- _Requirement_:
Copy out the data below word for word, reproducing every line without changes.
-------- Data entries
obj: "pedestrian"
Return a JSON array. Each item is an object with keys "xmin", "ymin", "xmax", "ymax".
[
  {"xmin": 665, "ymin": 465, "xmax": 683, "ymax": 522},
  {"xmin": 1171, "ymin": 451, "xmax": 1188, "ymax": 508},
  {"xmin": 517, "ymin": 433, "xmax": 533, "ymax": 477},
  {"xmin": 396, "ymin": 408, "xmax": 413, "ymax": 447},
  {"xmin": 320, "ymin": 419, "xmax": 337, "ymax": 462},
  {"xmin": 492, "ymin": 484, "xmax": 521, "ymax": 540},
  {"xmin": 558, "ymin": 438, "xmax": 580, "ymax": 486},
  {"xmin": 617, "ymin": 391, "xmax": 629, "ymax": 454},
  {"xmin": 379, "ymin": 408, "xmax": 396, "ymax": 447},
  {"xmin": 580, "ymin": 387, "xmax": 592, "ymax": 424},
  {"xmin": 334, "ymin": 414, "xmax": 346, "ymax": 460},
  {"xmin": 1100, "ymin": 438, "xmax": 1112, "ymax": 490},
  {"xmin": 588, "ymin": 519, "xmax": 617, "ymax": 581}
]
----------------
- _Response to this exercise_:
obj: "pedestrian"
Return a JSON array. Each item is an object with keys "xmin", "ymin", "xmax", "ymax".
[
  {"xmin": 665, "ymin": 465, "xmax": 683, "ymax": 522},
  {"xmin": 1171, "ymin": 451, "xmax": 1188, "ymax": 508},
  {"xmin": 517, "ymin": 433, "xmax": 533, "ymax": 477},
  {"xmin": 396, "ymin": 408, "xmax": 413, "ymax": 447},
  {"xmin": 320, "ymin": 419, "xmax": 337, "ymax": 462},
  {"xmin": 492, "ymin": 484, "xmax": 521, "ymax": 540},
  {"xmin": 558, "ymin": 438, "xmax": 580, "ymax": 486},
  {"xmin": 617, "ymin": 391, "xmax": 629, "ymax": 454},
  {"xmin": 379, "ymin": 408, "xmax": 396, "ymax": 447},
  {"xmin": 580, "ymin": 387, "xmax": 592, "ymax": 424},
  {"xmin": 334, "ymin": 414, "xmax": 346, "ymax": 460},
  {"xmin": 1100, "ymin": 438, "xmax": 1112, "ymax": 490},
  {"xmin": 588, "ymin": 519, "xmax": 617, "ymax": 581}
]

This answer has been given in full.